Document excerpt:
==*==

Caspase 3 inhibitor ZDEVD reverses the cytotoxic effect of NSC49L and TRAIL in FOLFOX-HT29 cells

Cells were pretreated with 20 μM ZDEVD for 3 h followed by the treatment with different concentrations of NSC49L and TRAIL either alone or in combination for an additional 72 h. Cell viability was determined using the MTT-assay.

(A) The IC₅₀ of TRAIL.

(B) The IC₅₀ of NSC49L in a combination of TRAIL. Data are the mean ± SE of four estimations. The p-value is shown on the top of each graph.

(C) Western bots. For these experiments, after pretreatment with ZDEVD, the treatment with NSC49L and TRAIL either alone or in combination was carried out for 24 h. Blots are the representative of two different experiments. See also Figure S7.

==*==

Exercise: From the ZDEVD figure caption, copy out word for word the stretch from "Caspase 3 inhibitor" through "See also Figure S7.".

==*==

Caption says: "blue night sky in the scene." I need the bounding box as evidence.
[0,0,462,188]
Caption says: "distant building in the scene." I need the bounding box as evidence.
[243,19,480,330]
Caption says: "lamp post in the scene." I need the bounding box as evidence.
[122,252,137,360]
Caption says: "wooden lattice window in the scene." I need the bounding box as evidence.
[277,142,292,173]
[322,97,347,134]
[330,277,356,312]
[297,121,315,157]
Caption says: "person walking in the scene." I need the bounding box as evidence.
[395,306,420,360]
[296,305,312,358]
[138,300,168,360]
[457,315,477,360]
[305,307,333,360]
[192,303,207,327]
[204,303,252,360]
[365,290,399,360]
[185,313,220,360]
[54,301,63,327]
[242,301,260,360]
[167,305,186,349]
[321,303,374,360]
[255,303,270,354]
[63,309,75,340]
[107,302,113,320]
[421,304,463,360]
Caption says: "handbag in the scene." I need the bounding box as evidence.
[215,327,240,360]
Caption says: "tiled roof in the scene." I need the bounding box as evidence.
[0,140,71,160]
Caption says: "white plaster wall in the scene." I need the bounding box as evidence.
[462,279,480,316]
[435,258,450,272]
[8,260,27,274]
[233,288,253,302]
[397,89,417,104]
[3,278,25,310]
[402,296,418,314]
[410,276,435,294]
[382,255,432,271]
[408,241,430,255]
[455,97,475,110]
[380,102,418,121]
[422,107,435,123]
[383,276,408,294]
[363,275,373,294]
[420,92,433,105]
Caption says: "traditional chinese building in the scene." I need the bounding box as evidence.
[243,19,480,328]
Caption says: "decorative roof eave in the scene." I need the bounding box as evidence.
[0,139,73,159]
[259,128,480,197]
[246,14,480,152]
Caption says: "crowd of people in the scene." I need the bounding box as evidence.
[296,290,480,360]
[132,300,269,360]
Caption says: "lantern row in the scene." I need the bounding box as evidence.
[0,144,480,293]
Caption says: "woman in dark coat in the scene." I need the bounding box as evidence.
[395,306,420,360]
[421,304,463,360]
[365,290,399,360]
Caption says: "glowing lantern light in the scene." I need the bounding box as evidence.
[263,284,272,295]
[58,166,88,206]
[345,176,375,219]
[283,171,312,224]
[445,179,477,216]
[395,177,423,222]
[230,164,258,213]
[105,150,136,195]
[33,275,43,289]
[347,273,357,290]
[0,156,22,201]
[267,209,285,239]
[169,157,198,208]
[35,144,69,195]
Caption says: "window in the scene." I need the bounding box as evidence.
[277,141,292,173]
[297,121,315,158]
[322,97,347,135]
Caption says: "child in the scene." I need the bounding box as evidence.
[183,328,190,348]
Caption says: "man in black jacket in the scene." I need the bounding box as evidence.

==*==

Solution to the problem:
Caspase 3 inhibitor ZDEVD reverses the cytotoxic effect of NSC49L and TRAIL in FOLFOX-HT29 cells

Cells were pretreated with 20 μM ZDEVD for 3 h followed by the treatment with different concentrations of NSC49L and TRAIL either alone or in combination for an additional 72 h. Cell viability was determined using the MTT-assay.

(A) The IC₅₀ of TRAIL.

(B) The IC₅₀ of NSC49L in a combination of TRAIL. Data are the mean ± SE of four estimations. The p-value is shown on the top of each graph.

(C) Western bots. For these experiments, after pretreatment with ZDEVD, the treatment with NSC49L and TRAIL either alone or in combination was carried out for 24 h. Blots are the representative of two different experiments. See also Figure S7.